**Required work:** Please extract the passage of the poetry review below that begins at the words "Granularity and the" and ends after "like? What do you like?", copying it word for word.

Review of Endi Bogue Hartigan’s POOL [5 CHORUSES]

Pool [5 choruses]
Endi Bogue Hartigan. Omnidawn, $17.95 paperback (104p) ISBN 978-1-890650-92-6

Granularity and the chorus

[We are today
some 92%]

Red fire trucks through the glass doors—doors the size of fire trucks—
suburban banners for the sake of banners: cartoonish sunrise, frog.
There is not just one there is not just one there are many—

            What do you like? What do you like?

Portland, Oregon poet Endi Bogue Hartigan’s second trade poetry collection, Pool [5 choruses], winner of the Omnidawn Open competition, is constructed out of the idea of simultaneousness, both in speech and being, as an exploration into the polyphonic lyric multitude. Her poems embrace multiple voices and perspectives that works to overlap, even as the book is constructed in a fairly linear fashion, making her explorations less about overlap per se than about threads that wrap in, around and through each other like water. In the final section of the abecedarian poem “anniversaries walking,” she loops back around, her twenty-seventh section titled the same as the first, returning back to “a.,” as she writes: “Simultaneous to her, the thought of her in real time—which even she can think / about—sideways, through a flute.” The second section of the same poem reads:

b.

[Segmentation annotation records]
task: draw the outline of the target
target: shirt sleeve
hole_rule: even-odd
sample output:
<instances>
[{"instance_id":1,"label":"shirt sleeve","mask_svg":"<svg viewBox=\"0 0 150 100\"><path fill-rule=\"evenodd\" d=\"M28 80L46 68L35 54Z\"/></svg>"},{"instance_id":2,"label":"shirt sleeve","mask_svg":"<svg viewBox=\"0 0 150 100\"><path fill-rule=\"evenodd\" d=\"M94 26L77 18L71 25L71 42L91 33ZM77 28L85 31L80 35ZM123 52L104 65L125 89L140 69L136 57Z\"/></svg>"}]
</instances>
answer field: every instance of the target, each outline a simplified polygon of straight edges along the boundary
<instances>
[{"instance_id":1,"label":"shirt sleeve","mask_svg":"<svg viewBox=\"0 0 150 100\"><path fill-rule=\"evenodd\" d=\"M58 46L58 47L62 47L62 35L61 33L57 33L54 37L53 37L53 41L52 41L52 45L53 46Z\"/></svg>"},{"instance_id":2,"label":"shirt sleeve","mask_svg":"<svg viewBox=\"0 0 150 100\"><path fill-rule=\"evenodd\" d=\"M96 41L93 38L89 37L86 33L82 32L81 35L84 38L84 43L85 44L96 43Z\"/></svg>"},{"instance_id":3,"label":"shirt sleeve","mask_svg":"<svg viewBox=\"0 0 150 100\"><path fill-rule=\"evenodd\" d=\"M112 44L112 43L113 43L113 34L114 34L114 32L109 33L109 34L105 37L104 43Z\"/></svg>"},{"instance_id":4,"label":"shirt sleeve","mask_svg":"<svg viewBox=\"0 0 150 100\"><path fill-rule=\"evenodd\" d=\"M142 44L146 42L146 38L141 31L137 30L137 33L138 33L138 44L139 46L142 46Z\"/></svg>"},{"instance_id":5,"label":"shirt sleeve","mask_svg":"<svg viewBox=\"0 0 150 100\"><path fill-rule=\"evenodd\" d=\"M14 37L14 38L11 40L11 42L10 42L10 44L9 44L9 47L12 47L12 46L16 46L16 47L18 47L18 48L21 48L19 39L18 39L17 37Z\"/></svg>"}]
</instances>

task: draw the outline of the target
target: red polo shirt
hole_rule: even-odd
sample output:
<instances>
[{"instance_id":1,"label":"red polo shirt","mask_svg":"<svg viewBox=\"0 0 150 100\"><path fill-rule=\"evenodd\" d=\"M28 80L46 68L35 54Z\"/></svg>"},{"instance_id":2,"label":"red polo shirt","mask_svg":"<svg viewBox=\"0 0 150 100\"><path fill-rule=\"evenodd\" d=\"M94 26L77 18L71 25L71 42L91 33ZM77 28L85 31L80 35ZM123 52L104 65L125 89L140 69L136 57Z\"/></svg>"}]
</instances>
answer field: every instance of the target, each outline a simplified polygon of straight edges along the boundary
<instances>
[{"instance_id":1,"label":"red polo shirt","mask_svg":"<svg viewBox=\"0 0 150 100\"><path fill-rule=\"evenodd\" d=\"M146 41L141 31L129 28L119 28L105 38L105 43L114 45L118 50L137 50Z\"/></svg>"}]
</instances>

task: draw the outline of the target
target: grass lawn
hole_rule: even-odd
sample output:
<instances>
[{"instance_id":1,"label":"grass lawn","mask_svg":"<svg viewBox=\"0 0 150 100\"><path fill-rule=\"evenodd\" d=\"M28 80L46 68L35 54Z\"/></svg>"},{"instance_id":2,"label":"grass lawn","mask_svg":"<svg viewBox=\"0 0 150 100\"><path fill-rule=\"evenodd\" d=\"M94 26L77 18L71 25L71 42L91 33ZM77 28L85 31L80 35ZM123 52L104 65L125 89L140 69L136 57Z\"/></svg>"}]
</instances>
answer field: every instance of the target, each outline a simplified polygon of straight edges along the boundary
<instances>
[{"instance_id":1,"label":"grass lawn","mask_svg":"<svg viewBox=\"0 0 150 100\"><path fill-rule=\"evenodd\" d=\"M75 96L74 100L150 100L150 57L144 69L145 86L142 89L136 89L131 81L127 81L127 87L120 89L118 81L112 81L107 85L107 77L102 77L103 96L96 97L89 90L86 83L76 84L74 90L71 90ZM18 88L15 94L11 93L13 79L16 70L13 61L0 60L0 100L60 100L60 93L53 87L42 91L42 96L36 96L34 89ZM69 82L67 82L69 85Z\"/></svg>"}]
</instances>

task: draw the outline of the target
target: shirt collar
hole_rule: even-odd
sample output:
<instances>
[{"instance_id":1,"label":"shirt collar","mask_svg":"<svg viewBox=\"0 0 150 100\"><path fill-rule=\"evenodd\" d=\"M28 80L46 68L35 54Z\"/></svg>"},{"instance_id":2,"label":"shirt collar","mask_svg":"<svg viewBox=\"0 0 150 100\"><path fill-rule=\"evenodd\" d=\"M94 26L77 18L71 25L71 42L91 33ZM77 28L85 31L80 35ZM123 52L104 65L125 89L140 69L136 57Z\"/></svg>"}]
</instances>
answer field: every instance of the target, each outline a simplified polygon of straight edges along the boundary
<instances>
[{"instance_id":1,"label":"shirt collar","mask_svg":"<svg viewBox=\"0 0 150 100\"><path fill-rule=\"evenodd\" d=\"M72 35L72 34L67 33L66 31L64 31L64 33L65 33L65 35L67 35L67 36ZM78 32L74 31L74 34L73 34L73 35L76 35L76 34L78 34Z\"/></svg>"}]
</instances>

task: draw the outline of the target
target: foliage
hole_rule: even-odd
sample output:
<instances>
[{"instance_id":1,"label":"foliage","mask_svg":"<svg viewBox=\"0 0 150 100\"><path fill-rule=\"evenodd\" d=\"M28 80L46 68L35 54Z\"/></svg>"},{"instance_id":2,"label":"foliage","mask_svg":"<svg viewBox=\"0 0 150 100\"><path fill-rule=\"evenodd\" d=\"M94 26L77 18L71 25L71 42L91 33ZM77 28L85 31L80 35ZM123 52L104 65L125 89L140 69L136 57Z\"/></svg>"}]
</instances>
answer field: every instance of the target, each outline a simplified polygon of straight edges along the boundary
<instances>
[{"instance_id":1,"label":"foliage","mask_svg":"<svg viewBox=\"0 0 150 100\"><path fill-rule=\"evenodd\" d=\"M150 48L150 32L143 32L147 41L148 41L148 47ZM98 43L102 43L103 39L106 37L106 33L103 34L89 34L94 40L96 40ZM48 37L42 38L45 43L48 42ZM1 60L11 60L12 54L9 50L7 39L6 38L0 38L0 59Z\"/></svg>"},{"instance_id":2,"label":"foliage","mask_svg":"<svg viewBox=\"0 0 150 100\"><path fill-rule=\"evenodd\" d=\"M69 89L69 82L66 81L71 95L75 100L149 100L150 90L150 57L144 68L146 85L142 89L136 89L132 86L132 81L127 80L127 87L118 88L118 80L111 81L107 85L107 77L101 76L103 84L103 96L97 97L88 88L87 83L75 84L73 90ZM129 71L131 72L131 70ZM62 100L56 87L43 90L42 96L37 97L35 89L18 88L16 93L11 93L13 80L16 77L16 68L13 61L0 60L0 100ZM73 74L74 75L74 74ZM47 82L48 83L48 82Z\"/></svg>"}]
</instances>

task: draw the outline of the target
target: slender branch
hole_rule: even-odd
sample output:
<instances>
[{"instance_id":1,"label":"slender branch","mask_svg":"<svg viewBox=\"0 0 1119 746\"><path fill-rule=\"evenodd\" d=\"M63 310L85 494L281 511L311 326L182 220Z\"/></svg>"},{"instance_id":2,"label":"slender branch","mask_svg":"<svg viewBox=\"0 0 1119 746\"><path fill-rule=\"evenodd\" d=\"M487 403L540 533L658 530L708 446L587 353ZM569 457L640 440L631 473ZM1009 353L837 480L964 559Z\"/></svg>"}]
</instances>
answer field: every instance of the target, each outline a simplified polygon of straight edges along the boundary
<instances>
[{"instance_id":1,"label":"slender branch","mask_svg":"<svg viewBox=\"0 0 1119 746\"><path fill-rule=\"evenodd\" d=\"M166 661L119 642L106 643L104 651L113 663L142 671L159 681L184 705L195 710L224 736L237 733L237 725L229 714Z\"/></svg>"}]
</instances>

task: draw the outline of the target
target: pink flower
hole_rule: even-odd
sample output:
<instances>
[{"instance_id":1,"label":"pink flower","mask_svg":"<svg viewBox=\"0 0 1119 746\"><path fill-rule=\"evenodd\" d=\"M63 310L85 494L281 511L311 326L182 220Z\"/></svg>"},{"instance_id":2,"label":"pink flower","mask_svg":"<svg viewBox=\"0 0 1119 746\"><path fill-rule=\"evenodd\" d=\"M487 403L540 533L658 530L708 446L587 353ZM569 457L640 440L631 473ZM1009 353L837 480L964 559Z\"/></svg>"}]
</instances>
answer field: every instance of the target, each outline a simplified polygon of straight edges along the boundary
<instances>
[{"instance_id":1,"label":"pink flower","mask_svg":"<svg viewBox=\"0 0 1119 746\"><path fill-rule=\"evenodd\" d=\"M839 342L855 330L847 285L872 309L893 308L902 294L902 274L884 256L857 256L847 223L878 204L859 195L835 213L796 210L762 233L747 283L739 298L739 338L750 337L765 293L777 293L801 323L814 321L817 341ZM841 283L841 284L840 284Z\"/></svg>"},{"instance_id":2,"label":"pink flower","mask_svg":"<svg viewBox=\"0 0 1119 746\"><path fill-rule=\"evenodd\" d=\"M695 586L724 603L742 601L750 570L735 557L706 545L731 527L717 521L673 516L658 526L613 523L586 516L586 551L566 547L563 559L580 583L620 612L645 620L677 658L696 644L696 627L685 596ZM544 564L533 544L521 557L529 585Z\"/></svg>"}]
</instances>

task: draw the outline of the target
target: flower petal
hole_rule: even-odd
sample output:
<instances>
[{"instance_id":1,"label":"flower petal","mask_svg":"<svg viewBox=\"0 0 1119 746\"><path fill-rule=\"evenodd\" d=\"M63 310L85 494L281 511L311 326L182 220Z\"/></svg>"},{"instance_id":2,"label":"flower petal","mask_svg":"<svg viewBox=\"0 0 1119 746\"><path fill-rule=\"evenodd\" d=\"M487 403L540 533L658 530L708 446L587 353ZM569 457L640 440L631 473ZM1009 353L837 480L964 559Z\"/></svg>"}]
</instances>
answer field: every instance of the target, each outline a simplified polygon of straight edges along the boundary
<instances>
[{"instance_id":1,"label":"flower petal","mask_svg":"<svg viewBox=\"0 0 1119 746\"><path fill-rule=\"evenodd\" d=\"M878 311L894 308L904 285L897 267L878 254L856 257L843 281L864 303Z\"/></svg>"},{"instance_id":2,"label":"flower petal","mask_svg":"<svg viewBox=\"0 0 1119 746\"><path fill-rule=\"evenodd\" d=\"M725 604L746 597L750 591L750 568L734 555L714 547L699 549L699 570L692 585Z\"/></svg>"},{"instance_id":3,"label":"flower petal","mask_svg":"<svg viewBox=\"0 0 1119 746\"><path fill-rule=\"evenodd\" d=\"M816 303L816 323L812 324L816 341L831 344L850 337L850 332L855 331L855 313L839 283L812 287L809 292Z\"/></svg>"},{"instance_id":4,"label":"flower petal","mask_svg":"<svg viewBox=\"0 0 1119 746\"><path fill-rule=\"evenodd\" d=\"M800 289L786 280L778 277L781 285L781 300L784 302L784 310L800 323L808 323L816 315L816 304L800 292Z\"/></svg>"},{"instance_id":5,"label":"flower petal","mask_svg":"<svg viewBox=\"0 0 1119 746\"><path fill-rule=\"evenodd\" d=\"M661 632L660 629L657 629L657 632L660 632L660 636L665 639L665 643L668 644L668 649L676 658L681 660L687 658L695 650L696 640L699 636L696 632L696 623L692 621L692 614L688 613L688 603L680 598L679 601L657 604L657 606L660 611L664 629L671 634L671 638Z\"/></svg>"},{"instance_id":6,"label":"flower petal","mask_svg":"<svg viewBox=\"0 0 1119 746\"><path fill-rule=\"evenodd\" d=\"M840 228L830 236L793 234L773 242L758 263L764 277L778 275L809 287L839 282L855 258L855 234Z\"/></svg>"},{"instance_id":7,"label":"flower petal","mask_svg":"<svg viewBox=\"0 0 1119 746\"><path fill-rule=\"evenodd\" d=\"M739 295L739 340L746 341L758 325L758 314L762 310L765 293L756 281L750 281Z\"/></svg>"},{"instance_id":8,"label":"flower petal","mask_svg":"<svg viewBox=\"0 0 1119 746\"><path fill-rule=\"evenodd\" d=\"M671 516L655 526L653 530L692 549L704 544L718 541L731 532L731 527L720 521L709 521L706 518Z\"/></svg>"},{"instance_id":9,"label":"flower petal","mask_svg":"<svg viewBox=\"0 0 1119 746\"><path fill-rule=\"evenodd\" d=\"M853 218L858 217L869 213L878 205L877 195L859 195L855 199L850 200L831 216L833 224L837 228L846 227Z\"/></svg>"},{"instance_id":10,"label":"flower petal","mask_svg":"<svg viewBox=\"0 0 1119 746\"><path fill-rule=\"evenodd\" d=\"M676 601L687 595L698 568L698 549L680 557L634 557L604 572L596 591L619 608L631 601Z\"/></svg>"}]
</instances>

**Solution to this problem:**
Granularity and the chorus

[We are today
some 92%]

Red fire trucks through the glass doors—doors the size of fire trucks—
suburban banners for the sake of banners: cartoonish sunrise, frog.
There is not just one there is not just one there are many—

            What do you like? What do you like?